▶ _WORK TO BE COMPLETED_
Return only these lines: the one that contains "vehicle on bridge." and every line after it through the end of the listing, exactly, without pictures.

####

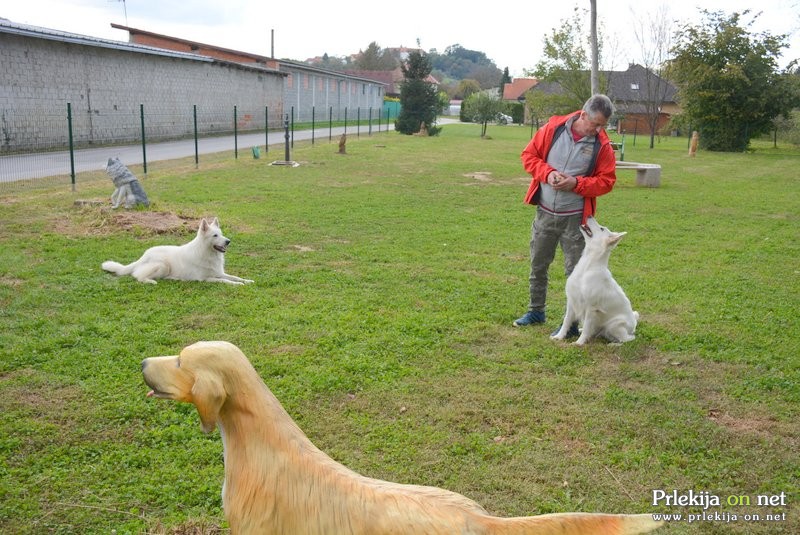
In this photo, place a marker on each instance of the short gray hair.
(599, 105)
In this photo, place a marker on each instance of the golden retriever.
(277, 482)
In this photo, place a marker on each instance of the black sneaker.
(573, 331)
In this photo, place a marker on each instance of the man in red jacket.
(572, 163)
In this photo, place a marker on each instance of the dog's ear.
(614, 238)
(208, 395)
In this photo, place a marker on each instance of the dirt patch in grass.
(92, 220)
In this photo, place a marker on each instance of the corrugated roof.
(14, 28)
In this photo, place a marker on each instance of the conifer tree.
(419, 99)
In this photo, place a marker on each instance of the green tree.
(375, 58)
(467, 88)
(482, 108)
(544, 105)
(729, 84)
(419, 98)
(566, 60)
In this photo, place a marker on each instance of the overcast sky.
(511, 36)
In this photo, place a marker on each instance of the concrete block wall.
(106, 88)
(329, 94)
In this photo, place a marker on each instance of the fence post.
(235, 135)
(144, 142)
(196, 153)
(71, 147)
(286, 137)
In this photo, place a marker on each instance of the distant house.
(515, 91)
(633, 91)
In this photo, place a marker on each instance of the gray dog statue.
(128, 191)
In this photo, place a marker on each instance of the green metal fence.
(41, 149)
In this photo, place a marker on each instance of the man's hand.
(561, 182)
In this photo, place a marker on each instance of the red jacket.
(534, 159)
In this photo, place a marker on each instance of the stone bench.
(647, 174)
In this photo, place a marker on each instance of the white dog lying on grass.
(202, 259)
(594, 299)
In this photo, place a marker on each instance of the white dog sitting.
(594, 299)
(202, 259)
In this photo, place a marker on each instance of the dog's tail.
(577, 524)
(116, 268)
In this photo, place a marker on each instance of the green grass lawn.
(386, 283)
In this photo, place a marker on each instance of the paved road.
(46, 164)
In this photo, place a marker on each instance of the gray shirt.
(572, 158)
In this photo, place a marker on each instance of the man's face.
(587, 125)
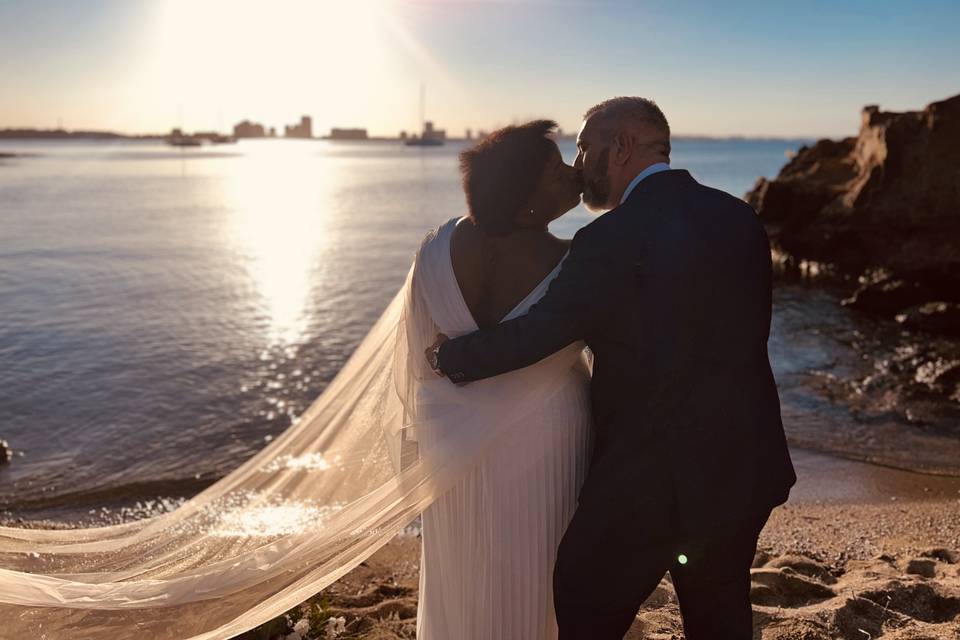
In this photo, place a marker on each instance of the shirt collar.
(649, 171)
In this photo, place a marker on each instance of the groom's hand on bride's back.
(432, 354)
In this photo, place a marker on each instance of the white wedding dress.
(489, 542)
(493, 466)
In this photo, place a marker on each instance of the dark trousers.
(606, 570)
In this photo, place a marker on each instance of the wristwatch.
(434, 358)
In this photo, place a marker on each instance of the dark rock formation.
(884, 206)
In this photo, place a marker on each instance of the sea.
(166, 312)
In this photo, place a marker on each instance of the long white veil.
(321, 498)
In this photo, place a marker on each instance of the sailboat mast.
(423, 101)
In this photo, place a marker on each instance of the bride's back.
(516, 183)
(496, 274)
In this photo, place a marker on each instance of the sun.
(265, 60)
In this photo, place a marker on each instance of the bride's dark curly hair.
(501, 173)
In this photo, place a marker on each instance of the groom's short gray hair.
(633, 110)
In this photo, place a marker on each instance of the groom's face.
(593, 159)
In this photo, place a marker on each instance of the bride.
(494, 467)
(489, 542)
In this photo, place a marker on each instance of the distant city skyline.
(752, 69)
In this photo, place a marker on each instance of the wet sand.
(858, 552)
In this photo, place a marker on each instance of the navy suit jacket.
(672, 293)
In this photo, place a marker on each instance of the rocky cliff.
(883, 207)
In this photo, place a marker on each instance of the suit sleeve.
(576, 300)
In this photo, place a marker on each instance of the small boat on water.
(424, 141)
(184, 142)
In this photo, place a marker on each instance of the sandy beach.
(859, 552)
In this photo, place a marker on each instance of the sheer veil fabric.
(311, 506)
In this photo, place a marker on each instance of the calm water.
(163, 313)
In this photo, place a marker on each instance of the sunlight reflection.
(306, 462)
(272, 520)
(279, 197)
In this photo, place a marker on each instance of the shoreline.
(857, 547)
(858, 551)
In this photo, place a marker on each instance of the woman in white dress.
(489, 543)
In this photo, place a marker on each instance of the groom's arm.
(581, 294)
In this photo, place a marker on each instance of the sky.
(772, 68)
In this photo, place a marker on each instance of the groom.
(671, 290)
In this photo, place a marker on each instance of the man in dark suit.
(671, 290)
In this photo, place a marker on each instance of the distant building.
(302, 130)
(247, 129)
(430, 133)
(348, 134)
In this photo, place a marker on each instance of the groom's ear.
(622, 147)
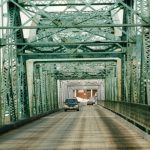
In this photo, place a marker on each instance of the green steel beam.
(75, 26)
(78, 55)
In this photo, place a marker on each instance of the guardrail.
(138, 114)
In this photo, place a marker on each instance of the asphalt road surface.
(91, 128)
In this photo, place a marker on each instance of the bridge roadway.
(92, 128)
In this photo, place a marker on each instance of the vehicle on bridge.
(91, 101)
(71, 104)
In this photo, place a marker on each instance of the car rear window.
(71, 101)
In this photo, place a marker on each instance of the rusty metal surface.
(92, 128)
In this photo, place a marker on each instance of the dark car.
(71, 104)
(91, 101)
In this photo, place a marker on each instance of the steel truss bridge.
(47, 46)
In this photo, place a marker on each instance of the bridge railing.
(138, 114)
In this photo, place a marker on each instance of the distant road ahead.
(92, 128)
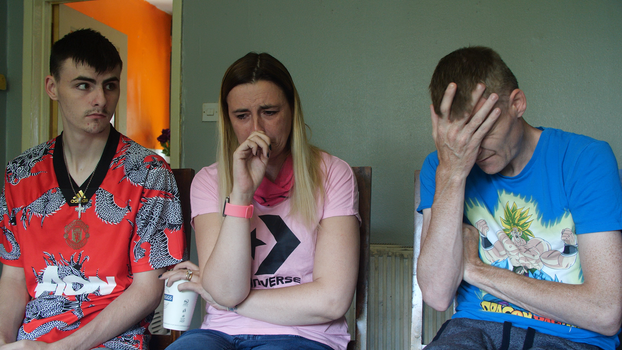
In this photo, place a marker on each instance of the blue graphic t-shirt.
(529, 223)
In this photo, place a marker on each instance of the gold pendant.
(77, 234)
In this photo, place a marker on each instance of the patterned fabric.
(529, 223)
(132, 222)
(283, 249)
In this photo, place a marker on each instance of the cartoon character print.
(518, 241)
(155, 213)
(526, 253)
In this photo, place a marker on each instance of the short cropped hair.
(85, 46)
(308, 177)
(468, 67)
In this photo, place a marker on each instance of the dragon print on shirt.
(134, 220)
(21, 167)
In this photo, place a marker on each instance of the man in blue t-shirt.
(528, 241)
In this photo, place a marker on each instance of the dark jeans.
(464, 333)
(206, 339)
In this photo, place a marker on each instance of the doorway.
(36, 124)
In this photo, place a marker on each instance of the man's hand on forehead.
(458, 141)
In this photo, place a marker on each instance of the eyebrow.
(240, 110)
(93, 81)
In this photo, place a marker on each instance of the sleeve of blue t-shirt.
(427, 179)
(592, 185)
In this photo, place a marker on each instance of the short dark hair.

####

▶ _FULL ANSWER_
In this photo, place a marker on each instance of the vehicle on bridge.
(91, 101)
(71, 104)
In this photo, place a marker on each instance of the car rear window.
(71, 101)
In this photo, place a marker on each instance of the rusty metal surface.
(92, 128)
In this photo, place a marker on each instance of the dark car.
(71, 104)
(91, 101)
In this photo, place a marker on each instance of the steel truss bridge.
(47, 46)
In this photo, place a marker on each instance of the bridge railing.
(138, 114)
In this photo, place a marker on each instance of the distant road ahead.
(92, 128)
In this photo, place a marker on each instance of the blue graphic t-shirt.
(529, 223)
In this photo, place a marker on each instance of the gold pendant.
(77, 234)
In this photo, place a marker on each instance of the patterned fabric.
(529, 223)
(132, 222)
(283, 249)
In this photo, place a marker on each instance of the cartoon character print.
(518, 241)
(155, 213)
(526, 253)
In this photo, place a marker on each instance of the short cropped hair.
(85, 46)
(308, 177)
(468, 67)
In this photo, place a marker on each instance of the dragon print on shirt.
(134, 220)
(21, 167)
In this photo, place a marker on each instance of the man in blue t-shirt.
(528, 241)
In this photo, place a marker on each instance of the dark jeans.
(464, 333)
(206, 339)
In this photo, place a marker on each instance of the doorway.
(36, 124)
In this photo, place a marker on each instance of the man's hand on forehead.
(458, 141)
In this photo, place a marker on each instance of the eyebrow.
(240, 110)
(93, 81)
In this photo, place a marker on each instance of the sleeve of blue t-shirt.
(427, 179)
(592, 185)
In this photo, place a marker on each instance of the short dark hair.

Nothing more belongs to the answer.